* Your goal
How many lines of the entries hold the string "concrete"? Reply with the number alone.

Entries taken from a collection
━━━━━━━━━━━━━━━━━━━━

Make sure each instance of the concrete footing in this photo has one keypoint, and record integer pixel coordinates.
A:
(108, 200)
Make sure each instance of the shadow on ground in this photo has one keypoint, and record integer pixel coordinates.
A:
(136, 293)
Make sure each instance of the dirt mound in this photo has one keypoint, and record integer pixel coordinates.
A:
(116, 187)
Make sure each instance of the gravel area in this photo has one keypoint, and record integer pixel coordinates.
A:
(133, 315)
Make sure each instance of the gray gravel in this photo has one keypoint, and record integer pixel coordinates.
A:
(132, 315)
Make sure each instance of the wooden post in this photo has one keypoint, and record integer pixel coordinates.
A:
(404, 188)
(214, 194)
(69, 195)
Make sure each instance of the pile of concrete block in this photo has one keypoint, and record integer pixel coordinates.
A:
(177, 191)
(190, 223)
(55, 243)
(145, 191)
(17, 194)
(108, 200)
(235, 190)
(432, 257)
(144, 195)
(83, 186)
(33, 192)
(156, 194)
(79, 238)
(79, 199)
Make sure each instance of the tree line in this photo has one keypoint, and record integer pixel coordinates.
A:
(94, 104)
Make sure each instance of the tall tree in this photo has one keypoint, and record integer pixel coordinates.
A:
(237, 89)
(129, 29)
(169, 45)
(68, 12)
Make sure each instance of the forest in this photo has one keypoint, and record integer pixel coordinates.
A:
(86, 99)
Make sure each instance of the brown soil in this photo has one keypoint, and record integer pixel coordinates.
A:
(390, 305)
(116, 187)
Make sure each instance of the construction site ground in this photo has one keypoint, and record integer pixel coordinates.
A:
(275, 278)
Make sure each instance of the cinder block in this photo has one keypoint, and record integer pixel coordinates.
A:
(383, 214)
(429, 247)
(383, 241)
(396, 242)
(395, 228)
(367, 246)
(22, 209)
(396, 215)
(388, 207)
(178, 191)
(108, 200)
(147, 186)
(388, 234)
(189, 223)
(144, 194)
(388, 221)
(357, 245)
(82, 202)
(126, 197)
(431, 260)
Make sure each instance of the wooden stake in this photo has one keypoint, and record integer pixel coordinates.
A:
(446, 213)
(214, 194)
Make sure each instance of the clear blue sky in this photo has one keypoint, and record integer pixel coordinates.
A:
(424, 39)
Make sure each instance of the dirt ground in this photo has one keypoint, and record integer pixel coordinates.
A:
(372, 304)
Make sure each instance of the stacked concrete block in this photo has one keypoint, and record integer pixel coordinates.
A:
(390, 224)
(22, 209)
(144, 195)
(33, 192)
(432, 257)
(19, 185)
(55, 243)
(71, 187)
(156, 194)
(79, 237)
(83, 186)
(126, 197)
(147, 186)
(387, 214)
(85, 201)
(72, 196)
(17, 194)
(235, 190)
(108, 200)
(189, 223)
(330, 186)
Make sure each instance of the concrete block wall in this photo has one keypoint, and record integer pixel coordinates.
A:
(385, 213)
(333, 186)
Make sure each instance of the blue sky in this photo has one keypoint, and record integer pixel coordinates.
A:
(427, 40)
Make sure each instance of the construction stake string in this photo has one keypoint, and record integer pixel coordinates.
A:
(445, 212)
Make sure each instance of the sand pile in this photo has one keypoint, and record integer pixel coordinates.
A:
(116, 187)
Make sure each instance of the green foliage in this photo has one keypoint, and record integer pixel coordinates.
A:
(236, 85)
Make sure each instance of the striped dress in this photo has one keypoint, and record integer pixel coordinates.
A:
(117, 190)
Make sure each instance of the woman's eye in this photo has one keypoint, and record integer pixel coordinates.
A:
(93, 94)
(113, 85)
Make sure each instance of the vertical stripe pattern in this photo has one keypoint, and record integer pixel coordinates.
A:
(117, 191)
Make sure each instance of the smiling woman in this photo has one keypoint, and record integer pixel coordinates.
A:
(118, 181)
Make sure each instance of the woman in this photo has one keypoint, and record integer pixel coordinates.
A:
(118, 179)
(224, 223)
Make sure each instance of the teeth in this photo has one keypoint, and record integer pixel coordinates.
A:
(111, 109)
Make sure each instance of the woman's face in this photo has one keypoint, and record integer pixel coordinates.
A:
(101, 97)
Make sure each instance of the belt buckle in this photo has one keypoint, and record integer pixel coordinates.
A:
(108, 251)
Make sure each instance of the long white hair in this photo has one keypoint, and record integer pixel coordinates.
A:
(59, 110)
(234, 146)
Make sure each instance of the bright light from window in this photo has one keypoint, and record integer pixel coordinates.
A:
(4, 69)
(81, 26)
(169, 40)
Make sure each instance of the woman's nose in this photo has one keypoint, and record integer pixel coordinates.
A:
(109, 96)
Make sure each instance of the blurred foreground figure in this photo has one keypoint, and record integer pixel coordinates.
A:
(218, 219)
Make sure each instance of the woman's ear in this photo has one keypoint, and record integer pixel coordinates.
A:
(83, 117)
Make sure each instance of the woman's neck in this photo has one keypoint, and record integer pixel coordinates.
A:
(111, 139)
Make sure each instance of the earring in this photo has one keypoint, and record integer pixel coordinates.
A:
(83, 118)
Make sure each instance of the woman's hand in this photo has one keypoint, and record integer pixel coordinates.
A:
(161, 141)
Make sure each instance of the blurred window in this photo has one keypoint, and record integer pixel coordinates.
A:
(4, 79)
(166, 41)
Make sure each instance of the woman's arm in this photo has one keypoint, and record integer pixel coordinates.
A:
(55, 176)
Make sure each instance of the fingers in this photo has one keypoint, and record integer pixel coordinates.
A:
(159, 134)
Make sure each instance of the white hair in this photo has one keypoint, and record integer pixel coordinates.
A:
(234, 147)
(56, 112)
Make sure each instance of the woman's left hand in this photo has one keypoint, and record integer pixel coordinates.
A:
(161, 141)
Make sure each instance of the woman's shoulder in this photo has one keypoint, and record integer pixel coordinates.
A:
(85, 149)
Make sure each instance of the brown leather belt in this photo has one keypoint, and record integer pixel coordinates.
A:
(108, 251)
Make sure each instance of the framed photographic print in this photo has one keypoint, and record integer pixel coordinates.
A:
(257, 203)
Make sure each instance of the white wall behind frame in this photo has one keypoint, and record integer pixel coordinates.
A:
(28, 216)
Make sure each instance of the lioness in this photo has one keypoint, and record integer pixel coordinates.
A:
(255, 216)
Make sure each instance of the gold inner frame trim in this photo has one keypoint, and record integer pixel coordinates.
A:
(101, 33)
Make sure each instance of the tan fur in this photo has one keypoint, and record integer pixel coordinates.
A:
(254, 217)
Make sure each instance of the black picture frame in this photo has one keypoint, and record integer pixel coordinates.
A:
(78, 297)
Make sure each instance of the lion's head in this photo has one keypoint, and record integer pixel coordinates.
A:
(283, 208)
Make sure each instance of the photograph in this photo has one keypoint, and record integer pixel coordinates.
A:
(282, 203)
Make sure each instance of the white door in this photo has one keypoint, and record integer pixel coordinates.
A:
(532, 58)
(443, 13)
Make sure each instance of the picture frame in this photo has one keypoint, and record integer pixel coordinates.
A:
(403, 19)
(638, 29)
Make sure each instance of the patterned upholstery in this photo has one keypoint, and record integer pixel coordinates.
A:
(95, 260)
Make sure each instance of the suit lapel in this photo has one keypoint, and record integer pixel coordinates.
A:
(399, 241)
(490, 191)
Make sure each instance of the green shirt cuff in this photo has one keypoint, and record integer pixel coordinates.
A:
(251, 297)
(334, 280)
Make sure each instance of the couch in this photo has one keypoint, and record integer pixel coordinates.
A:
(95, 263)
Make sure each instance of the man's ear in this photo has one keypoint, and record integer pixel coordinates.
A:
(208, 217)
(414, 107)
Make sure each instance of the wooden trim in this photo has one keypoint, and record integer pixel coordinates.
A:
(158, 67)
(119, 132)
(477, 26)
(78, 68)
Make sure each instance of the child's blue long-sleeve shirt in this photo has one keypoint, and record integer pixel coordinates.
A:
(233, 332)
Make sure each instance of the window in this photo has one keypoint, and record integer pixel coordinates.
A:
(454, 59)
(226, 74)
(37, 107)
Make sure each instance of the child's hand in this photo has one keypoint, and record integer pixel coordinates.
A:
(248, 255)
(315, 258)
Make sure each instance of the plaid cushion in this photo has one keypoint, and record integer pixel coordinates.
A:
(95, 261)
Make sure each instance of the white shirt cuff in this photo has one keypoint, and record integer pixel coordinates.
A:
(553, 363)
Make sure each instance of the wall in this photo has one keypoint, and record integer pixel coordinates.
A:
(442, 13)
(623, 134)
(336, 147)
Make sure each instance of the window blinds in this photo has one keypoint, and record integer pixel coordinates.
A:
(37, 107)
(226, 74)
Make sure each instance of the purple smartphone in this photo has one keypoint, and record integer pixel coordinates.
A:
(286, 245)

━━━━━━━━━━━━━━━━━━━━

* Task response
4